BEGIN Data supplied

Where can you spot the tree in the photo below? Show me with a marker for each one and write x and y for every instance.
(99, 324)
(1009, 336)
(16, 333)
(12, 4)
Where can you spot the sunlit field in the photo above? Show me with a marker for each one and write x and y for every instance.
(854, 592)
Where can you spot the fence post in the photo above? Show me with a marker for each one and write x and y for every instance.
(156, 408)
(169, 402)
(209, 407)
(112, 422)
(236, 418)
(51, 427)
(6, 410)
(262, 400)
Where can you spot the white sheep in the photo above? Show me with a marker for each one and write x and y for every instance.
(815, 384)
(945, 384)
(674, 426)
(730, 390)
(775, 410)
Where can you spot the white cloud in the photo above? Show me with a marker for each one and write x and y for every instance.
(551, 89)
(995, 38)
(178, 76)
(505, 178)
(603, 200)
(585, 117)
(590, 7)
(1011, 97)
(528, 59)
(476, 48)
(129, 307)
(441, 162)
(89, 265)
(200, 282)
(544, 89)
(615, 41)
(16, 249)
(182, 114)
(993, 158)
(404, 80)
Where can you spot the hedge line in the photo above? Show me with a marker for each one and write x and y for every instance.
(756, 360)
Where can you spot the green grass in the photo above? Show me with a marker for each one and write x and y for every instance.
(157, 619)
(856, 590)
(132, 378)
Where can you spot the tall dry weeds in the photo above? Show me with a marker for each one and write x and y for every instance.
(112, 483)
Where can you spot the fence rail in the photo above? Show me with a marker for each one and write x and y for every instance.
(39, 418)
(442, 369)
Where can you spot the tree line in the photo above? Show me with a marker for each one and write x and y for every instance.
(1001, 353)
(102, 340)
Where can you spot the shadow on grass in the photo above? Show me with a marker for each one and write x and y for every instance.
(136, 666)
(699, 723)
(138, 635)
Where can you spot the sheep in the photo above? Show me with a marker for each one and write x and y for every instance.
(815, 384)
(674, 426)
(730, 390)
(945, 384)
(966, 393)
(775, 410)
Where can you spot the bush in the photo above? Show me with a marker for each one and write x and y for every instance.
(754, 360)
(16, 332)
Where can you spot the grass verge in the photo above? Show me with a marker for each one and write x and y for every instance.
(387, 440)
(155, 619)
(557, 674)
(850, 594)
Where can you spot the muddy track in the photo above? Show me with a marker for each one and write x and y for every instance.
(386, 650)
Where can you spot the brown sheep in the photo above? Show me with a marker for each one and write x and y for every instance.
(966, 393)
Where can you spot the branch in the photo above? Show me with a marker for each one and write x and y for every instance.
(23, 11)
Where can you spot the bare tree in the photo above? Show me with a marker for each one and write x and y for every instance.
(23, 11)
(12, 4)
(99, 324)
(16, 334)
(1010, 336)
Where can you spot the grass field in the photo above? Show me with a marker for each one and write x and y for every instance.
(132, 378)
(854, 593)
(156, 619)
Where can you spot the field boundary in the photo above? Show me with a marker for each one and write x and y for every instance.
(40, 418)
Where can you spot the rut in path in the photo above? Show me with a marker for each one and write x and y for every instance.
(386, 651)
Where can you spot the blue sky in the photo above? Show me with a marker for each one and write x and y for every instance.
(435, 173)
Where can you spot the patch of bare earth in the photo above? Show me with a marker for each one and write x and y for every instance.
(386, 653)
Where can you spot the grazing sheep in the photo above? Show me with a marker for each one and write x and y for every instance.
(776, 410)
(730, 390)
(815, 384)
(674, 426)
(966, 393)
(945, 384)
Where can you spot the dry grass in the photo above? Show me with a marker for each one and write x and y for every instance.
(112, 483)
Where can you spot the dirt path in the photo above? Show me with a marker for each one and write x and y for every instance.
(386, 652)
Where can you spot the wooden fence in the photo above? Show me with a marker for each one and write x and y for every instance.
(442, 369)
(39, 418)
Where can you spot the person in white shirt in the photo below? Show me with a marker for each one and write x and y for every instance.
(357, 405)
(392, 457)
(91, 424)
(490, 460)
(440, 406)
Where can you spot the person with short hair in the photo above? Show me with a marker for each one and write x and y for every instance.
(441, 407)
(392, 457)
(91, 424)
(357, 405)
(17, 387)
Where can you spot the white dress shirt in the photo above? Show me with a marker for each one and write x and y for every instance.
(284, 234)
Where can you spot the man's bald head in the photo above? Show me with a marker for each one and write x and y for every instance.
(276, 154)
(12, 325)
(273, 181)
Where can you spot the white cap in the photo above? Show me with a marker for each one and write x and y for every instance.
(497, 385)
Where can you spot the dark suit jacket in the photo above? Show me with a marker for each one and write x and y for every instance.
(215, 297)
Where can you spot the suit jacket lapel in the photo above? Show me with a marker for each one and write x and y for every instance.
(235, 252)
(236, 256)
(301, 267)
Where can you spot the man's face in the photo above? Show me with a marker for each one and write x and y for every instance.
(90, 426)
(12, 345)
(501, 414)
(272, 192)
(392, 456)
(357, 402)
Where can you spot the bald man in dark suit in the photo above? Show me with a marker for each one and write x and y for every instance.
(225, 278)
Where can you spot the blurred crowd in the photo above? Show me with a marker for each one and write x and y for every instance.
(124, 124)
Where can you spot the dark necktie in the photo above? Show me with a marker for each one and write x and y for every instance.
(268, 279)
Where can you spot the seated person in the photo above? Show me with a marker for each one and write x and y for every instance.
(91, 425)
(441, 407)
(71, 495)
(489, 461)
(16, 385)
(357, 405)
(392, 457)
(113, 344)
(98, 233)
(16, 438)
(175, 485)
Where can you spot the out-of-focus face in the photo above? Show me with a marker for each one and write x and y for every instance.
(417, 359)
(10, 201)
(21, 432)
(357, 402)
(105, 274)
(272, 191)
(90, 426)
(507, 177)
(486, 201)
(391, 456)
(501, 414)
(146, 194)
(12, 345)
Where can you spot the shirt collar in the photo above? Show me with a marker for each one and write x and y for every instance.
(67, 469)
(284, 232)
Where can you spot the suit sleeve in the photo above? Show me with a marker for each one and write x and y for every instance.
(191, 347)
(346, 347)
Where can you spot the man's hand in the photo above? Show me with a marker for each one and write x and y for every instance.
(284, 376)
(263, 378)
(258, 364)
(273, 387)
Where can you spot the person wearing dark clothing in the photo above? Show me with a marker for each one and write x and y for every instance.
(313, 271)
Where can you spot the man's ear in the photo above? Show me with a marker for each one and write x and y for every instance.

END Data supplied

Set down each record above without changing a single word.

■ Written response ■
Where can you spot the tree in the photo below? Show me with a marker for each one and write x and y for every instance.
(99, 324)
(1009, 336)
(16, 333)
(12, 4)
Where can you spot the sunlit field in the photo above? Show me with a marker for each one and write x and y for every instance.
(854, 592)
Where can you spot the fence post in the photo above? Show me with a marker for each one and write x and y for every instance.
(156, 408)
(169, 402)
(209, 407)
(112, 422)
(236, 418)
(51, 427)
(6, 410)
(262, 400)
Where can you spot the white sheep in the photo above? Show me with a marker for each one and write x and y for every instance.
(815, 384)
(945, 384)
(674, 426)
(730, 390)
(775, 410)
Where can you spot the white cloud in the photo above? Show me with a marker for each one and write x and y for every instance.
(551, 89)
(995, 38)
(178, 76)
(505, 178)
(603, 200)
(585, 117)
(590, 7)
(1011, 97)
(528, 59)
(476, 48)
(129, 307)
(441, 162)
(89, 265)
(200, 282)
(544, 89)
(615, 41)
(16, 249)
(182, 114)
(993, 158)
(404, 80)
Where can you spot the hedge line in the photo above? Show me with a marker for each one and write x and y for every instance.
(756, 360)
Where can you spot the green grass in the photo above? Show me with a marker for each one and write x and y for every instance.
(157, 619)
(856, 590)
(132, 378)
Where can you spot the tall dry weeds in the photo above? Show me with a marker for each one and write x and y for every instance.
(112, 483)
Where can you spot the fence rail in the photo above? Show me with a marker for each one and write x and y for every instance.
(39, 418)
(442, 369)
Where can you spot the tree line in the photo above? Show me with a marker for each one and write x and y for every instance.
(1001, 353)
(102, 340)
Where can you spot the shadow on grass in the photo above? Show me with a marker for each one and write x and y for every instance.
(136, 666)
(699, 723)
(138, 635)
Where can you spot the sheep in the photo above? Show me with a marker for each one and write x and y for every instance.
(815, 384)
(674, 426)
(730, 390)
(945, 384)
(966, 393)
(775, 410)
Where can you spot the bush in the photo above? Show me with a marker for each one and write x and y for every instance.
(754, 360)
(16, 332)
Where can you spot the grass verge in the photo above? Show me with a marker for each one and write x and y for every instance.
(387, 440)
(155, 619)
(557, 674)
(850, 594)
Where can you spot the muddy track in the photo above? Show me with a marker for each one and write x and y for every instance.
(386, 650)
Where can you spot the brown sheep in the photo above? Show me with a marker for each one and write x and y for every instance.
(966, 393)
Where can you spot the branch in the photo above? Show me with a marker for each one and write x and y for every instance.
(23, 11)
Where can you spot the bare tree in the photo above? Show me with a marker for each one and write x and y for every instance.
(23, 11)
(12, 4)
(99, 324)
(16, 334)
(1010, 336)
Where can you spot the grass field in the photo above? Show me with a marker for each one and write x and y for every instance.
(132, 378)
(854, 593)
(156, 619)
Where can you spot the field boundary in the photo above? Show me with a marker for each one and write x and y for every instance.
(40, 418)
Where can you spot the rut in path in the photo above? Show me with a marker for each one and write x and y for every instance.
(386, 651)
Where can you spot the blue sky in the photo above? Show me with a marker for each one and write x and y for every instance.
(435, 173)
Where can you spot the patch of bare earth in the photo above? Show me with a marker for each one and write x and y for every instance.
(386, 653)
Where can you spot the grazing sheep in the photo above? Show me with a marker for each one and write x and y for every instance.
(776, 410)
(730, 390)
(815, 384)
(674, 426)
(966, 393)
(945, 384)
Where can you spot the dry grass in the photo above? Show me with a marker for each one and write x and y for every instance.
(112, 483)
Where can you spot the dirt path in the photo above? Show me with a marker for each one and write x and y for every instance.
(386, 652)
Where can you spot the wooden fence in the photo above? Show me with a marker for each one and write x and y for every instance.
(442, 369)
(39, 418)
Where can you spot the person in white shirt in the photo below? Show me with a marker for each one and write x and y for every instance.
(357, 405)
(392, 457)
(91, 424)
(490, 460)
(440, 406)
Where can you spot the person with short hair in the photo above? Show me with a marker for each one and write x and y for every instance.
(441, 407)
(392, 457)
(91, 424)
(357, 405)
(17, 387)
Where can you spot the white dress shirt in the photo above? Show me with a marker for each one and write x and y for every instance.
(284, 234)
Where can you spot the man's bald head in the photo above? Show me with a marker for each one and write x and y for every instance.
(276, 154)
(12, 325)
(273, 181)
Where can you spot the white cap in the photo above? Show me with a marker for each one and write x and y for every instance.
(497, 385)
Where can you spot the dark suit jacket in the photo above? Show me with a marker for each one and write x and y for every instance.
(215, 297)
Where can you spot the suit jacket lapel in the photo above? Show me with a marker for each one and write x and y for every instance.
(235, 252)
(236, 256)
(301, 267)
Where can you spot the man's face in the photo above? Show me with a marker for each one and write x and y for every instance.
(90, 426)
(12, 345)
(501, 414)
(272, 192)
(392, 456)
(357, 402)
Where can you spot the bald man in dark suit in the photo above? Show me with a marker for each one and write x and y for every instance.
(225, 278)
Where can you spot the blurred crowd in the photo above? Show me with a marker for each one and write x and y for every instance.
(124, 124)
Where can you spot the dark necktie in the photo above? Show me with a marker for each one and write x and y for every instance.
(268, 279)
Where can you spot the seated person in the photo above? Show me with a marker for each one and write x and y for every instance.
(91, 425)
(441, 407)
(71, 495)
(489, 461)
(16, 385)
(357, 405)
(392, 457)
(113, 344)
(98, 233)
(16, 438)
(175, 485)
Where can you spot the out-of-focus face in the photo above? Show me with a marker for each one and write x and y for every instance.
(417, 359)
(10, 201)
(21, 432)
(357, 402)
(105, 274)
(272, 191)
(90, 426)
(507, 177)
(486, 201)
(391, 456)
(501, 414)
(146, 194)
(12, 345)
Where can you spot the shirt collar in the photo above? Show me with a marker for each one and write x and y for every instance.
(67, 469)
(284, 232)
Where can you spot the suit sleeve in the photo above? Show me with a marker for each one and write x and y for every instance.
(191, 347)
(346, 347)
Where can you spot the man's hand in the photo above? Show me with a marker for each one and write x and y for every instance.
(284, 376)
(263, 378)
(258, 364)
(273, 387)
Where can you spot the person wearing dark clothing in the photo above? Show me with a marker for each one and write x and y for every instance.
(313, 271)
Where can you spot the man's ear in the photo above? Show me with a marker for each one and write x and y for every instance.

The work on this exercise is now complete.